_YOUR TASK_: Word for word, reproduce each of the entries.

(Region pointing data)
# # # # #

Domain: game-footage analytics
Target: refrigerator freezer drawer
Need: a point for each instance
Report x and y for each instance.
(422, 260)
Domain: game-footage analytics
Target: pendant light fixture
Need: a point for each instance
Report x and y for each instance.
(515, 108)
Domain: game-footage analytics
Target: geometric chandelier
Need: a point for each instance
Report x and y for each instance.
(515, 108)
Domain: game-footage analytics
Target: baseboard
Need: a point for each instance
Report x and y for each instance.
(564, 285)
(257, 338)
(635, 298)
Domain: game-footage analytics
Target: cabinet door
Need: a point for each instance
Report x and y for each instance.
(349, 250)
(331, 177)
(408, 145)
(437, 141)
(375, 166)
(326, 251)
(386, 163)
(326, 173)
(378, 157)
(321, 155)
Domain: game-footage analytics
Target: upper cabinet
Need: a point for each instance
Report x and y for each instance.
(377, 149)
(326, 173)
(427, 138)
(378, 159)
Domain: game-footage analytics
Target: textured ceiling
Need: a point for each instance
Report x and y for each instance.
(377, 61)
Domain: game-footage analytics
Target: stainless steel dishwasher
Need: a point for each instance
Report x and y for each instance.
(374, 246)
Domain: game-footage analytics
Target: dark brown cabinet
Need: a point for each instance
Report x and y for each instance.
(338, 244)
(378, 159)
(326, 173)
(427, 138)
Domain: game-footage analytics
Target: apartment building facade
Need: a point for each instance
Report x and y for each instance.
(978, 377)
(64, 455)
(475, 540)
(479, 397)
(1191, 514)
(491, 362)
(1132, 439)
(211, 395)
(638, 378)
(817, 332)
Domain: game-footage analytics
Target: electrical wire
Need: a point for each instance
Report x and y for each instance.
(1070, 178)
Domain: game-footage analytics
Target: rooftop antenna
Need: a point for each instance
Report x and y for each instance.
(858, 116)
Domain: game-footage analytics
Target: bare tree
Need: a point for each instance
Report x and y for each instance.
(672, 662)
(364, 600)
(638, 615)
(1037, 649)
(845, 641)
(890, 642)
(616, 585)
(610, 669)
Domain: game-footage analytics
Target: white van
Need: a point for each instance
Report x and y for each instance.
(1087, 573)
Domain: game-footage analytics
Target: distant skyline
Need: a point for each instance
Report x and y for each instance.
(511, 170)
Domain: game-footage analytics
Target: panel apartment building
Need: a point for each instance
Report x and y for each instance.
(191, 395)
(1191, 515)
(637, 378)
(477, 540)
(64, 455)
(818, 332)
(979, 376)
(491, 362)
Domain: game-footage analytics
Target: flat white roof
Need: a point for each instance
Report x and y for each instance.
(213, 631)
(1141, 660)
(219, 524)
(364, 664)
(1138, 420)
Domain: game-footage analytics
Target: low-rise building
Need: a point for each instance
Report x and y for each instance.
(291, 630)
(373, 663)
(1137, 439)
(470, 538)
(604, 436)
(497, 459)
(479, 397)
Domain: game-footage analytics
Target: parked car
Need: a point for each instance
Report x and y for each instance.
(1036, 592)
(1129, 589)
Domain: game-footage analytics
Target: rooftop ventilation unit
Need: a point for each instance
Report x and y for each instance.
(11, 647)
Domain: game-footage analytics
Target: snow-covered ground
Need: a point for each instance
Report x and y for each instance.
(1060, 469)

# # # # #

_ANSWER BOX_:
Domain: game-footage analytics
Target: refrigerator freezer drawer
Need: a point for each instance
Report x and y for each instance.
(422, 260)
Domain: game-footage analytics
Target: pendant light fixture
Need: a point for each instance
Report x and y for each instance.
(515, 108)
Domain: game-footage analytics
Target: geometric chandelier
Need: a point for each instance
Report x and y for each instance.
(515, 108)
Domain: game-footage analytics
Target: baseboard
Need: a point for each instance
Report x and y for each instance.
(564, 285)
(257, 338)
(635, 298)
Domain: game-footage analytics
Target: cabinet door
Need: a point for each instance
Report x and y for each instance.
(349, 250)
(331, 177)
(408, 145)
(437, 141)
(375, 166)
(326, 251)
(386, 163)
(326, 173)
(378, 157)
(321, 155)
Domain: game-footage analytics
Target: upper cabinet
Need: a point for each instance
Report x and y for each instance.
(377, 149)
(326, 173)
(427, 138)
(378, 159)
Domain: game-footage analytics
Target: textured ceiling
Need: a point for each instance
Report x and y for each instance.
(377, 61)
Domain: game-footage analytics
Target: stainless steel dishwasher
Need: a point for each instance
Report x and y for each instance.
(374, 246)
Domain: game-footage analytics
Target: dark brown cabinet
Need: a point for each instance
Report x and y for each instance.
(338, 244)
(378, 159)
(326, 173)
(427, 138)
Domain: game-footage analytics
Target: apartment building facade
Need: a point for each instance
Report x and y for each instance.
(978, 377)
(64, 455)
(475, 540)
(479, 397)
(1191, 514)
(491, 362)
(1132, 439)
(211, 395)
(638, 378)
(817, 332)
Domain: game-footage analytics
Target: electrical wire
Need: a point for each instance
Report x and y for each instance.
(1070, 178)
Domain: game-footage analytics
Target: rooftop antenna
Need: a point for each instance
Report x and y for each instance.
(858, 116)
Domain: game-footage analytics
Target: bare tree
Need: a point for each instance
Report x and y for each instance.
(672, 662)
(364, 600)
(638, 615)
(1037, 649)
(845, 641)
(890, 642)
(616, 585)
(610, 669)
Domain: game-footage analytics
Target: white van
Need: a point for each instance
Report x and y for each instance.
(1087, 573)
Domain: game-footage analytics
Target: distant skyline
Need: a point for each instance
Report x and y for each instance.
(511, 170)
Domain: game-footage analytics
Target: panel apartment building
Need: a point for each instance
Report x and y for each instance.
(191, 395)
(1191, 515)
(637, 378)
(477, 540)
(64, 455)
(818, 332)
(979, 376)
(491, 362)
Domain: game-footage analytics
Target: flat white roof
Need: a point for each instance
Report x and y for each instance.
(213, 631)
(1141, 660)
(219, 524)
(364, 664)
(1138, 420)
Domain: game-footage analytics
Target: low-rise building
Need: a point for each instance
Report x and y for each instance.
(291, 630)
(373, 663)
(1137, 439)
(470, 538)
(604, 436)
(497, 459)
(479, 397)
Domain: game-footage analytics
Target: parked car
Need: a point for each instance
Report x and y for each instance.
(1036, 592)
(1129, 589)
Domain: game-footage analytics
Target: rooftop ventilation unit
Need: a point for each instance
Report x and y for each instance.
(11, 647)
Domain: game-footage analytics
Target: snow-covered ground
Need: a point for each instance
Report x and y for each instance.
(1060, 469)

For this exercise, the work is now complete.